■ **Objectives**
1. Revise the stretch of the Found Footage 3D interview from "Scott: The finished" through "horror and comedy?", changing "girlfriend" to "boyfriend", and write out that stretch with the change.
2. According to the Found Footage 3D interview, what award did the film win the week before the conversation?
3. Continue the Found Footage 3D interview from the point where it stops.

■ **Excerpted text**
== == ==
Found Footage 3D: interview





found footage 3d

Among the highlights of Fright Fest 2016 was Steven DeGennaro’s directorial Found Footage 3D (reviewed here). Doing for found footage what Scream did for slashers, it’s an excellent little movie. To celebrate its European premiere Horror Cult films spoke with Steven, one of the lead actors Scott Allen Perry and producer Charles Mulford.

How did the idea of combing found footage and 3d come about?
Steven: To me it was the love child of my two favourite horror movies: Blair Witch Project and Scream. And it was like nobody had done for found footage what Scream did for slasher movies – so it felt like it was about time as we’re getting to The Burning or the Happy Birthday To Me types of found footage. We’ve had some really shitty versions so it was time for someone to take the piss out of it. Same time I also wanted to make a movie that was scary.

Charles: Once the Wayans brother done a sort of Scary Movie of found footage films, but it was really not good and it seemed to us like they skipped over the Scream, you know. They went right for broke, but skipped over postmodern and we saw that as a hole to fill. Blair Witch Project also had a huge influence on me, so did Scream. I’m not really a big fan but both of those had an effect on me so I loved his idea of combining them.

Scott: The finished thing’s kind of like a love letter to a girlfriend that’s really been shitty. But when it’s good it’s been so good.

Was it a walking a difficult tightrope to balance out the horror and comedy?
Steven: I had no idea if I’d succeeded until last week (when Found Footage 3D won the Bruce Campbell award), then tonight reaffirmed that. Both horror and comedy depend on the element of surprise – they depend on misdirection. And for me, having seen the movie about 500 times, I didn’t know. Was like ‘are those jokes funny?’ I don’t know – they were when I wrote them 4 years ago. But is an audience going to find them funny? And the scares – I can’t jump scare myself. Is like tickling yourself – you can’t do it.

Charles: To Steven’s credit he had myself and other producers sort of second guessing the humour and the scares ourselves and suggesting he cut things that we thought of in case an audience do. He really stuck to his guns on things he felt really strongly about. And seeing a film with an audience, I’m really glad he did.

Scott: On the last jump the Fright Fest audience even scared me – heard their noise and I got terrified.
== == ==
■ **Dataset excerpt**
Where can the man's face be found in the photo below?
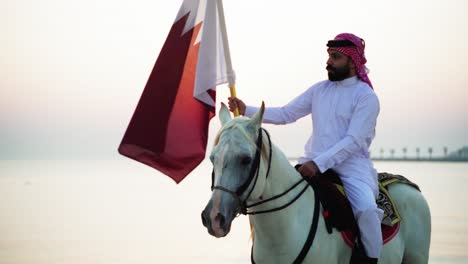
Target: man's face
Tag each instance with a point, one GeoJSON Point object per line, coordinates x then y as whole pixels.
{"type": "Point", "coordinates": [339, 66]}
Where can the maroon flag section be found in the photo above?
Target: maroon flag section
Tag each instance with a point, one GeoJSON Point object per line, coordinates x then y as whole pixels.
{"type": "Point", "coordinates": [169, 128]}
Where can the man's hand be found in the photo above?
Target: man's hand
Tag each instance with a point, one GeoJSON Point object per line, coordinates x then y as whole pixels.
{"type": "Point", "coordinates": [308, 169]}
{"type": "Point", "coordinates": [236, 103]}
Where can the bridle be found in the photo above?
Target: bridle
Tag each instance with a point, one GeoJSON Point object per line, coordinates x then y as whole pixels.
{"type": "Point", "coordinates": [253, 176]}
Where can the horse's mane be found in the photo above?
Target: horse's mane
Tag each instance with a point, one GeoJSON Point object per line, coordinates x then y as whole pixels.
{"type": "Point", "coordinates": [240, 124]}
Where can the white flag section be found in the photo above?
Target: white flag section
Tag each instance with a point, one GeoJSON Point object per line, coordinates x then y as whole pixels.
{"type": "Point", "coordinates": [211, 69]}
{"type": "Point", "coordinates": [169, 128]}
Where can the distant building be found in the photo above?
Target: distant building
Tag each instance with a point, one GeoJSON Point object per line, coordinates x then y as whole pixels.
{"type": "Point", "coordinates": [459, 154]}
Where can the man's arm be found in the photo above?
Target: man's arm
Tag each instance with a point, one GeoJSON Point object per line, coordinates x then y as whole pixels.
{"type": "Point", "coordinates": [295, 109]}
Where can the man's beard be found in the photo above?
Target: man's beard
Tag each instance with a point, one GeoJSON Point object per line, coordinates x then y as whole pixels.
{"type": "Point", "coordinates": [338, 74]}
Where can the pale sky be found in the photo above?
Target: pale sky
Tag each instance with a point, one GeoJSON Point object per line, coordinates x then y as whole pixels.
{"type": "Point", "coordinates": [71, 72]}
== == ==
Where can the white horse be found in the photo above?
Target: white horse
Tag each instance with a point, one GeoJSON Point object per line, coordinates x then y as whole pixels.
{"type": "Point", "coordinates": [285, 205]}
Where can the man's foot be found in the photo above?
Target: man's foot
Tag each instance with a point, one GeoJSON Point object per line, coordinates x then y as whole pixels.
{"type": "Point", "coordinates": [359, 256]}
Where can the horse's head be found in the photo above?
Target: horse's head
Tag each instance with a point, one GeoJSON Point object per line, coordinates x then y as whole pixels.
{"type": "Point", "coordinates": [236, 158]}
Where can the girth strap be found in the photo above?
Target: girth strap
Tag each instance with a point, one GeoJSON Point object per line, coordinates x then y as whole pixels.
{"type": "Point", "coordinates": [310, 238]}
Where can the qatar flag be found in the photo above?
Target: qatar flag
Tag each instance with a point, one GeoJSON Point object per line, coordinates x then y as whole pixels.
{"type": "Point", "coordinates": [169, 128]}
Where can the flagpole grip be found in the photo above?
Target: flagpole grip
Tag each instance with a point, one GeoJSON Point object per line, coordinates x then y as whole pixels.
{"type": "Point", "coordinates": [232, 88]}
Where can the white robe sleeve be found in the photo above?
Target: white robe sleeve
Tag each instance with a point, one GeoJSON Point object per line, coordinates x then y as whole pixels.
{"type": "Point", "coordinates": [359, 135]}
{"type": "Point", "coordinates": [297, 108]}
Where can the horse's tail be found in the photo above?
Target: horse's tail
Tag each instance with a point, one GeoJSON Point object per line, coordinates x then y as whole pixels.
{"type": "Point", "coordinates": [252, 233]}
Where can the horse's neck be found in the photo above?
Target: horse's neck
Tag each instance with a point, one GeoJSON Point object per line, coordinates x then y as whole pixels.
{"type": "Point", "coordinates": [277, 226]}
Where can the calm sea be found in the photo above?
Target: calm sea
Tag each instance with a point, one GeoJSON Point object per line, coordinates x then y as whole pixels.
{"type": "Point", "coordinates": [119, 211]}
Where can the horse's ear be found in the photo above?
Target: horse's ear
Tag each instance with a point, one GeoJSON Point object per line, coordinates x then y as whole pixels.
== == ==
■ **Task-by-task answers**
1.
Scott: The finished thing’s kind of like a love letter to a boyfriend that’s really been shitty. But when it’s good it’s been so good.

Was it a walking a difficult tightrope to balance out the horror and comedy?

2. It won the Bruce Campbell award.

3.
Steven: There’s no greater feeling than that – it’s what you’re going for. To make people laugh in the right places and scream in the right places. If you’re making a drama movie you have to rely on people telling you, or seeing them cry. But with a horror or comedy you can see. So everyone took a leap of faith – we had no idea if it’d be funny and scary. I tried to, sort of, mix the two of them as best I could.

Scott: I knew everything would work.

Charles: It’s really a testament to the actors that the comedy works as well as it does. All of them have comedy background and theatre backgrounds. My favourite Hitchcock film is Rope and that film stars theatre actors, yet it’s the most natural performances in any of his films because they all knew how to live in the moment. That’s what these guys brought.

Steven: With Scott in particular, his audition tapes were fucking hilarious, but if I was worried about anything it’d be having to reign him in. Which, to his credit, I don’t think I ever did. ‘Cause to me broad comedies wink too much, or say to the audience ‘aren’t I funny?’ I like to play it straighter so the characters aren’t in on the joke but the audience are.

This setup was also useful for acknowledging the relationship subtext.
Steven: It’s a great device for shoving exposition in.

Charles: The character Carl’s theory turns out to be true, with the bad relationship essentially destroying the house. It’s so horrible for everyone around them. But it’s still a joke. It’s all exposition, but it’s disguised as a joke.

Am I right in thinking it was crowdfunded?
Steven: There was crowdfunding in post-production, just for a practical effect that didn’t quite work. So we had to fund an effect that did. But no, other than that the money was raised in the traditional; way: private equity. Brick by brick.

With horror audiences two common complains are there being too many found footages and too many 3D films. Was it a hard sell?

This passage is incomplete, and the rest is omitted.